Extract:
For the most part this document is not concerned with ISpVoice, and so it won't be covered in any detail. Each of the other interfaces, however, will be discussed in depth.

Creating and Initializing the Engine - ISpObjectWithToken

One important thing to realize about the SAPI 5 architecture is that while SAPI knows about TTS Engines, applications only know about TTS voices. The difference between these two is fairly obvious - one engine implementation can potentially support any number of different voices, with the only differences being data files, parameters, etc. What this means at the engine level is that an engine will be created by one of its voices, in a certain sense.

Dataset records:
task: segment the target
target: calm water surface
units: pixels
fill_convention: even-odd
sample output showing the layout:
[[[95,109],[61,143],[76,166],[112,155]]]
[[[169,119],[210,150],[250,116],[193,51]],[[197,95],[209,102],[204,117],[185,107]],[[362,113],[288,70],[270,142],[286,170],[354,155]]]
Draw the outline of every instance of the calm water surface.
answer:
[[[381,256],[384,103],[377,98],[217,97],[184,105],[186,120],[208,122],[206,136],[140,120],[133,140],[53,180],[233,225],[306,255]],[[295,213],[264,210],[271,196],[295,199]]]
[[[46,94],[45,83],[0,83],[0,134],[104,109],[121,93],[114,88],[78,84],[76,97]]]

Task set:
a - In the SAPI 5 excerpt, what do applications know about, as opposed to what SAPI knows about?
b - Reproduce the SAPI 5 excerpt word for word from "For the most" up to and including "a certain sense.".
The records have nothing to do with what follows.

Outputs in order:
a - Applications know only about TTS voices, while SAPI knows about TTS Engines.

b -
For the most part this document is not concerned with ISpVoice, and so it won't be covered in any detail. Each of the other interfaces, however, will be discussed in depth.

Creating and Initializing the Engine - ISpObjectWithToken

One important thing to realize about the SAPI 5 architecture is that while SAPI knows about TTS Engines, applications only know about TTS voices. The difference between these two is fairly obvious - one engine implementation can potentially support any number of different voices, with the only differences being data files, parameters, etc. What this means at the engine level is that an engine will be created by one of its voices, in a certain sense.